■ **What you need to do**
1. According to the essay about gear talk, which drum machine plays the snare on Last Christmas?
2. Translate this sentence from the essay about gear talk into German: "She looked at me as if I was mad."
3. Carry on the essay about gear talk from where it stops.

===== Text shown

Just before Christmas last year, for a treat my wife and I took our 5-year-old daughter to the McDonalds Drive Thru for lunch. We were in the middle of the COVID pandemic and all the restaurants were closed, so the queue for the Drive Thru was long.

As we sat waiting in the car, the song Last Christmas by Wham came on the radio. My wife was singing along to it, but my mind was somewhere else. I’d started to wonder if the snare drum on the track was a Linn Drum or a Drumulator – both iconic drum machines used on many records in the 1980s. The question was answered later when I got home, it is a Linn Drum.

Meanwhile, back in the car, my wife asked me what I was thinking about, so I told her. She looked at me as if I was mad.

“You don’t know what I’m talking about, do you?” I said.

“It’s just a great tune that I love,” came the reply.

Do Other Professionals Do This Too?

The music and post-production industry spend an inordinate amount of time discussing the gear it uses. It talks about the best products and how to use them. There are pages and pages of forum discussions about the very question I was considering. Discussions there often descend into all-out warfare as the keyboard warriors flame one another. It can get very nasty during a discussion about a drum machine or a microphone!

I’ve started to wonder recently if painters do the same thing, or car mechanics, or surgeons? Do they discuss, or worse, argue about the tools they use?

==========
===== Data listing

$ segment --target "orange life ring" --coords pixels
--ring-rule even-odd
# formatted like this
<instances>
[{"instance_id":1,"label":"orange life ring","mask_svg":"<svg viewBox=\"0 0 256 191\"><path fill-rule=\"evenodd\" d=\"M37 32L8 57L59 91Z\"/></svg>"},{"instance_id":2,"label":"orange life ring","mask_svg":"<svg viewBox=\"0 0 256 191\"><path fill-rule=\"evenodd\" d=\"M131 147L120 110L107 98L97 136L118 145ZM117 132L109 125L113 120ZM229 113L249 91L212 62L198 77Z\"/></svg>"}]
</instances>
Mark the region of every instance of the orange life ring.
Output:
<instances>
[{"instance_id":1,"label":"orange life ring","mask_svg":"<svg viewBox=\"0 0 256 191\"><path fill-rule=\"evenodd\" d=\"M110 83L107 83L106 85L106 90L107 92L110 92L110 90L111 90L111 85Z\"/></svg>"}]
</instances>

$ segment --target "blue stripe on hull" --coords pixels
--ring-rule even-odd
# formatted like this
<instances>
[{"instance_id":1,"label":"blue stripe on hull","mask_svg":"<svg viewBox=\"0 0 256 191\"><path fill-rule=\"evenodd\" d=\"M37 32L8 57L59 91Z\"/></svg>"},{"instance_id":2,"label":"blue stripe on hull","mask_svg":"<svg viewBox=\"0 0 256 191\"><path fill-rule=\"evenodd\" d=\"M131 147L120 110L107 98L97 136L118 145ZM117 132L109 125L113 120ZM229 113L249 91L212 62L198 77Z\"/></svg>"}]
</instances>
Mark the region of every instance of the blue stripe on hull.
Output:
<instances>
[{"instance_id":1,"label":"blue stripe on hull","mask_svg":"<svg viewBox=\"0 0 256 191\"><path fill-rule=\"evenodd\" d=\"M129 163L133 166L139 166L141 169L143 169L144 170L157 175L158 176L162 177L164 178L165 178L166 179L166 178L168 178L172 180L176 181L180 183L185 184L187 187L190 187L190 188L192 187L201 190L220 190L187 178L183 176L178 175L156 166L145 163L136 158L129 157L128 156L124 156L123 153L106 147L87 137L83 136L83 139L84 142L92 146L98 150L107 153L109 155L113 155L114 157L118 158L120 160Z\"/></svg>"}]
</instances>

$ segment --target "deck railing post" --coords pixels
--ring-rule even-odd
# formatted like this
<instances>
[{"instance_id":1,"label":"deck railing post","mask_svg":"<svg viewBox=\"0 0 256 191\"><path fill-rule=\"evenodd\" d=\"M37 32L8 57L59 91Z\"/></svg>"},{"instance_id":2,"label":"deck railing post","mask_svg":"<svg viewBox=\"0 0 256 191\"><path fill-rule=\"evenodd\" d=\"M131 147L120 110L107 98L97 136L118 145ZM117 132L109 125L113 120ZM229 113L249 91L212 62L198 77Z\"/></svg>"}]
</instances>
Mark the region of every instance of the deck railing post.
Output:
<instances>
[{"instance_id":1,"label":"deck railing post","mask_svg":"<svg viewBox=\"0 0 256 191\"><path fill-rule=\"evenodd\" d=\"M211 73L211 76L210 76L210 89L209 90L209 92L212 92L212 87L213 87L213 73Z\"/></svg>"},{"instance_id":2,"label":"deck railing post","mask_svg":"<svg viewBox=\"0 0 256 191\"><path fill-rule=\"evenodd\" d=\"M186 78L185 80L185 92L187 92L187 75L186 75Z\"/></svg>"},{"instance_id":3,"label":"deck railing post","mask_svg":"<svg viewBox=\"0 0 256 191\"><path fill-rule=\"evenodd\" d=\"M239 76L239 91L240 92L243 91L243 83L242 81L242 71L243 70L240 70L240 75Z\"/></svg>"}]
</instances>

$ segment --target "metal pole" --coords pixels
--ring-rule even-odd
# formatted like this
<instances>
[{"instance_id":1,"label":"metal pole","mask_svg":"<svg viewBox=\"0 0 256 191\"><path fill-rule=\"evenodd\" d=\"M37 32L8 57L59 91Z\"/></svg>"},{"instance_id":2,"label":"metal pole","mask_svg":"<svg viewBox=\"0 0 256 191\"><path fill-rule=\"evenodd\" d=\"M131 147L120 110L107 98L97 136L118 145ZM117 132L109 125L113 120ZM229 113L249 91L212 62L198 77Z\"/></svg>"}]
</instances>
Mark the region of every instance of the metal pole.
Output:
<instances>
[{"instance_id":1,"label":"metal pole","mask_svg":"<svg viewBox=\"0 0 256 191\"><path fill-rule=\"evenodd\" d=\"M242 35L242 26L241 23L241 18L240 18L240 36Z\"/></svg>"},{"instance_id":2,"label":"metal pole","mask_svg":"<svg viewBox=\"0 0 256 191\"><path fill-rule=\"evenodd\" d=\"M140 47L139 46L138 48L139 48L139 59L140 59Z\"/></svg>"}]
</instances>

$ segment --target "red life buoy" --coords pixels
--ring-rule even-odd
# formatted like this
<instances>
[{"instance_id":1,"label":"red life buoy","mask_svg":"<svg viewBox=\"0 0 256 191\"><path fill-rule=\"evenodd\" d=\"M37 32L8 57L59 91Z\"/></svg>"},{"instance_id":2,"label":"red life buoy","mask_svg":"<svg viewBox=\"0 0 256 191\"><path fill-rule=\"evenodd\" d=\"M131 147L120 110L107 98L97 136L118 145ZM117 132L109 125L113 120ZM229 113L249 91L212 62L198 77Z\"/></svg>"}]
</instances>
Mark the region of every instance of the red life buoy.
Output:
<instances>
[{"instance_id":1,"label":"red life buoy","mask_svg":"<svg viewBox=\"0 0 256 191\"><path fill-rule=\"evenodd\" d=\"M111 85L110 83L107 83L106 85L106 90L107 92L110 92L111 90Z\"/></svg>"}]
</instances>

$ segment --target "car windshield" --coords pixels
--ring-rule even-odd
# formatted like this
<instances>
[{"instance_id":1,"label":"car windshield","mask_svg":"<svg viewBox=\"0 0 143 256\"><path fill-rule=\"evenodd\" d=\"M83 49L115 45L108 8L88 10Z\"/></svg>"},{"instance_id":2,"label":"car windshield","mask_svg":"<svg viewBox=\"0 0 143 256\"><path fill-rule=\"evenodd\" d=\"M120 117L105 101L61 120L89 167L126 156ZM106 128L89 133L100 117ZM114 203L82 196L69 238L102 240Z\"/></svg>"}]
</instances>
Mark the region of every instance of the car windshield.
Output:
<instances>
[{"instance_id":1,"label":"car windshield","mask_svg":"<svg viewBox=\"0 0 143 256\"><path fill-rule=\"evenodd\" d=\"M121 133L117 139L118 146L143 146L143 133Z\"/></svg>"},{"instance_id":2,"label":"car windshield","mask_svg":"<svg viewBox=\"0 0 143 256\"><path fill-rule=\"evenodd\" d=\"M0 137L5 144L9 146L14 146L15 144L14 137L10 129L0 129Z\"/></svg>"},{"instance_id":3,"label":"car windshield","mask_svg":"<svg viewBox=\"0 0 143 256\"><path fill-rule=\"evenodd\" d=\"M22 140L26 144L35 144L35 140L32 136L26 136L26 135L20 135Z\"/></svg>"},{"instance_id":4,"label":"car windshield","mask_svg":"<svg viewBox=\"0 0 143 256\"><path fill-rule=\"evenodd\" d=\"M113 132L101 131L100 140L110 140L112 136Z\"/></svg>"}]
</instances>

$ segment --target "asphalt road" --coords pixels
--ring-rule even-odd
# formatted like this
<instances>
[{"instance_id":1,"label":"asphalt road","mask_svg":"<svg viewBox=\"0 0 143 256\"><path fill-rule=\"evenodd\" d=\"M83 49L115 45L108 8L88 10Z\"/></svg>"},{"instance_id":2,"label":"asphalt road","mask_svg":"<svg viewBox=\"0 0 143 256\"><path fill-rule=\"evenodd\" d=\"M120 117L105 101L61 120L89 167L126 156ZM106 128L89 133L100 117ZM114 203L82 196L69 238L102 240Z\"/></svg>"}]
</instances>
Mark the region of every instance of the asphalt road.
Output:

==========

■ **Your written answers**
1. A Linn Drum.

2. Sie sah mich an, als wäre ich verrückt.

3.
A Question I’ve Never Been Asked

Our agency has made perhaps 500 product promotional videos for clients over the last few years. Clients have loved our work and we are proud of the creativity each one contains. However, I can’t recall a single occasion when a client has asked me what gear we used to produce it.

Most of them don’t know which cameras and lenses we’ve shot the video with. They don’t know if the computer is a Mac or a Windows PC. They don’t know what software we’ve edited it with, or the plugins we’ve used. To be frank, I don’t think they care.

What’s more, the people watching the videos have no idea what gear was used and, again, 99% of them don’t care.

No one buys a single because it has a great snare sound. No one watches a movie because it was shot with a Red Camera. No one hires a painter because of the paint brushes they use, or a mechanic for the toolset they have.

People just want us to fix their problems!

Let’s Remember Why We Do This

Too often, we are so obsessed with how we do our work that we forget why we do it.

I’m convinced that most of the people who spend their day talking shop in these forums can’t be the ones making the money. The people making money are far too busy to spend all day discussing the tools of their trade.

Of course it’s nice to spend time discussing gear, but let’s not forget they are tools to do a job and if we’re not doing the job, then we are wasting both our time and money.

Our job as producers is to help people tell their stories, to give them a voice, to bring their creations to life. Frankly, what we use to do that is of little concern to them - we just need to make the magic happen! In many cases there are thousands of permutations of gear that could be used… it really doesn’t matter.

If you think of the amazing tracks produced in the last 50 years of recording, even the most basic gear offers more quality and features. If it’s a great song, then even the most basic of gear is going to capture it, because, as has been said on numerous occasions, it’s NOT ABOUT THE GEAR STUPID! It’s about the talent and imagination of the person using it.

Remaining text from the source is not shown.